***** Given information *****

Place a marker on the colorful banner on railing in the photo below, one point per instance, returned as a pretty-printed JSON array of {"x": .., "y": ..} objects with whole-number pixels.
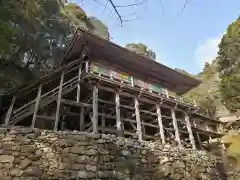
[
  {"x": 100, "y": 70},
  {"x": 156, "y": 88},
  {"x": 121, "y": 76},
  {"x": 141, "y": 84}
]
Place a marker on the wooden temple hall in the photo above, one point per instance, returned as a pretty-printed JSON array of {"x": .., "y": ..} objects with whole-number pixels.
[{"x": 101, "y": 87}]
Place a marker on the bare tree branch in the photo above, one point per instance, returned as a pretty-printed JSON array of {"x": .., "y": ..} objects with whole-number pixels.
[
  {"x": 130, "y": 5},
  {"x": 185, "y": 5},
  {"x": 115, "y": 9},
  {"x": 104, "y": 8}
]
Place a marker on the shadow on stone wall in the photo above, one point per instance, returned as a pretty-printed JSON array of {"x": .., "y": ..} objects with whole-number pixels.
[{"x": 28, "y": 155}]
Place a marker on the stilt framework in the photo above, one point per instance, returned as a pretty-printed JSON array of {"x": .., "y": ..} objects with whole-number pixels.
[{"x": 86, "y": 96}]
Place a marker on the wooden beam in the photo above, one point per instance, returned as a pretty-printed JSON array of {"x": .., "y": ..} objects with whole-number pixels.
[
  {"x": 59, "y": 102},
  {"x": 38, "y": 98},
  {"x": 139, "y": 129},
  {"x": 118, "y": 116},
  {"x": 95, "y": 108},
  {"x": 199, "y": 140},
  {"x": 9, "y": 112},
  {"x": 188, "y": 125},
  {"x": 175, "y": 126},
  {"x": 82, "y": 119},
  {"x": 73, "y": 103},
  {"x": 159, "y": 118},
  {"x": 79, "y": 85},
  {"x": 103, "y": 120}
]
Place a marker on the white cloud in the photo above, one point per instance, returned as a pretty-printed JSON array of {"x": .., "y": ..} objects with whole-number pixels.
[{"x": 207, "y": 51}]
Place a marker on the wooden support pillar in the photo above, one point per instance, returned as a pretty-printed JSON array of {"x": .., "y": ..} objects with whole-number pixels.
[
  {"x": 78, "y": 86},
  {"x": 95, "y": 109},
  {"x": 199, "y": 141},
  {"x": 82, "y": 114},
  {"x": 188, "y": 125},
  {"x": 175, "y": 126},
  {"x": 59, "y": 101},
  {"x": 9, "y": 112},
  {"x": 139, "y": 129},
  {"x": 161, "y": 130},
  {"x": 118, "y": 116},
  {"x": 103, "y": 117},
  {"x": 38, "y": 98},
  {"x": 87, "y": 66}
]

*****

§ **Set exercise**: Leave out the pictures and output the rest of the material exactly as written.

§ **Response to this exercise**:
Place a marker on the colorful banner on railing in the photo below, one point per instance, returned as a pretty-printed JSON array of {"x": .., "y": ..} objects with whole-number pixels.
[
  {"x": 100, "y": 70},
  {"x": 156, "y": 88},
  {"x": 121, "y": 76},
  {"x": 141, "y": 84}
]
Place a marker on the wooden temple hall in the photo above, one point per instance, returned as a pretty-printed JSON array of {"x": .., "y": ..} objects with whole-number pixels.
[{"x": 101, "y": 87}]
Place a marker on the bare tree branch in the photo above, one point per instance, returned as a pretty-printed JSON array of {"x": .., "y": ..} objects with whole-number pixels.
[
  {"x": 130, "y": 5},
  {"x": 185, "y": 5},
  {"x": 115, "y": 9},
  {"x": 104, "y": 8}
]
Place a marker on the shadow on stone wall in the photo above, one point per instance, returned as a pretty-printed JSON array of {"x": .., "y": ..} objects with whole-number pixels.
[{"x": 28, "y": 155}]
Place a marker on the stilt framework in the photo above, one point per instance, returned as a pretty-printed JSON array of {"x": .., "y": ..} objects with whole-number pixels.
[{"x": 86, "y": 96}]
Place a marker on the wooden beam in the photo above, one point per instance, returned as a pretty-printed JSON array of {"x": .., "y": ..} objects with whole-number pixels.
[
  {"x": 59, "y": 102},
  {"x": 38, "y": 98},
  {"x": 139, "y": 129},
  {"x": 118, "y": 116},
  {"x": 95, "y": 108},
  {"x": 199, "y": 140},
  {"x": 9, "y": 112},
  {"x": 188, "y": 125},
  {"x": 175, "y": 126},
  {"x": 82, "y": 119},
  {"x": 73, "y": 103},
  {"x": 159, "y": 118},
  {"x": 79, "y": 85},
  {"x": 103, "y": 120}
]
Place a marker on the white cloud in the photo above, one point per instance, returned as a pretty-printed JSON array of {"x": .., "y": ..} objects with whole-number pixels.
[{"x": 207, "y": 51}]
Place a marker on the wooden support pillar in the photo above, one point per instance, returned as a pretty-printed JSON array of {"x": .., "y": ..} objects with whole-number pixels.
[
  {"x": 78, "y": 86},
  {"x": 95, "y": 109},
  {"x": 199, "y": 141},
  {"x": 82, "y": 114},
  {"x": 188, "y": 125},
  {"x": 175, "y": 126},
  {"x": 59, "y": 101},
  {"x": 9, "y": 112},
  {"x": 139, "y": 129},
  {"x": 161, "y": 130},
  {"x": 118, "y": 116},
  {"x": 103, "y": 117},
  {"x": 38, "y": 98},
  {"x": 87, "y": 66}
]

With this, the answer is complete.